I'm working on a detailed blog post about that. Some highlights:

• Running Django on Heroku • Coffeescript, jQuery • SASS • A lot of webkit transitions & some animations • A souped up version of pjax for loading pages • Getting the data from APIs from Moves, Runkeeper, Withings, Foursquare, Github, Instagram, etc. • The run maps are a set of coordinates passed to Mapbox to make the map tiles & Leaflet for creating the SVG line. • D3 has really nice geo stuff, I use their mercator projection to convert lat/longs to points on the map of the world

Love the spinning animations! Reminds me of the "tech" look and feel from early 2000's. Think Winamp skins.
The icons are from FourSquare - http://1x57.com/b/art-and-icons-of-foursquare-can-you-deciph...

He's using d3, jQuery, mapbox, jquery-pjax

Lot's of analytics (NewRelic, gaug.es, segment.io)

Skillwise you'd need great js, great d3, eye for design, patience to layout a million state transitions and animate them all with css + js, wiring up a million data sources & api's, jquery, ajax, pushstate, and pretty legit backend skills to keep this thing running ATM.

▸ Raw records:
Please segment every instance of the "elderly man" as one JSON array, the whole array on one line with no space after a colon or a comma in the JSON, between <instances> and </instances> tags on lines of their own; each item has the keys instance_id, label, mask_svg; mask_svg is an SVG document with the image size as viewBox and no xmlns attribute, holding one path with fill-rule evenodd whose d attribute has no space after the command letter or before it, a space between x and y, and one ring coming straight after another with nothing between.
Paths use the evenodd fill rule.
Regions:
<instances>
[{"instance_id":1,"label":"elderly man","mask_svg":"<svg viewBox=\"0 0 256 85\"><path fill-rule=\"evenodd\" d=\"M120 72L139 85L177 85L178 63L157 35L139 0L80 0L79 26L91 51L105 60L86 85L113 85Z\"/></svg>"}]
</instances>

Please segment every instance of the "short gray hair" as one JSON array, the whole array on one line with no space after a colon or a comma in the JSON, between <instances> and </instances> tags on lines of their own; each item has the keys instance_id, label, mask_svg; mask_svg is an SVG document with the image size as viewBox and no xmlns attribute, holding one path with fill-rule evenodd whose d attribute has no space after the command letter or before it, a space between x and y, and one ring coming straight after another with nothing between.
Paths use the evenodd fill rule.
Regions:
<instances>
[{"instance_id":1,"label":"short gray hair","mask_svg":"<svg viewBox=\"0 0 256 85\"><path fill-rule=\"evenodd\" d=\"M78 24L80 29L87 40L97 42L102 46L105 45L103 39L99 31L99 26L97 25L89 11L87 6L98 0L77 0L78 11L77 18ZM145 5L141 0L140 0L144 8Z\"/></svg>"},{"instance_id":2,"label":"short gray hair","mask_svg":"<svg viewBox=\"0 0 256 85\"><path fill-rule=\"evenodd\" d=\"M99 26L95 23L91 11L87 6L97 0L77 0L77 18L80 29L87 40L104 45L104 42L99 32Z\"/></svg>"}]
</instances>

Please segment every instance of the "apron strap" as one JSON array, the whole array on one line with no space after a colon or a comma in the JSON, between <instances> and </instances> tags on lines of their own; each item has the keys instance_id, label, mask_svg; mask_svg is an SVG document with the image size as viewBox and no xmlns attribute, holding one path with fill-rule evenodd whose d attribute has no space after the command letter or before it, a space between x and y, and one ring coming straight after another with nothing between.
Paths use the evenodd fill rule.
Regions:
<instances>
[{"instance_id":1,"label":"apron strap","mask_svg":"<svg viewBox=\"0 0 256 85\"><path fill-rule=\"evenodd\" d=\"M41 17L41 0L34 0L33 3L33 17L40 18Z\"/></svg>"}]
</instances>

▸ Exercise requirements:
- A) In the tech stack discussion, which platform runs the Django app?
- B) Revise the part of the tech stack discussion that opens with the words containing "Lot's of analytics" and closes with "thing running ATM.", changing "patience" to "time".
- C) Write the next few sentences of the tech stack discussion, picking up after its final line.

▸ Final results:
- A) Heroku.

- B)
Lot's of analytics (NewRelic, gaug.es, segment.io)

Skillwise you'd need great js, great d3, eye for design, time to layout a million state transitions and animate them all with css + js, wiring up a million data sources & api's, jquery, ajax, pushstate, and pretty legit backend skills to keep this thing running ATM.

- C)
There's also a nifty Chrome plugin you can use that shows you the backend any site is using: https://wappalyzer.com
While certainly a neat tool, it doesn't shed a lot of light on the client side stack, and apart from revealing the hosting service and web server, doesn't say much about the server side stack either.
Agreed. The mobile version is also quite impressive (viewed on iPhone 4s w/ Safari). Nice work!
It is fairly easy to do such animations (if you talk about the animations) with jquery alone. A lot of simple fades in/out and background color changes compose the website as far as I have seen.

The site is slightly unresponsive, but this is probably due to all the traffic HN is generating. OP should consider adding loading animations, it would make the transitions more fluid in such a busy time.

That link points to a bunch of data sources, not how the site was designed, unless I missed something. A little sleuthing says the site is more about the launch of a CSS animations framework rather than a health tracker. Somewhere maybe there's d3.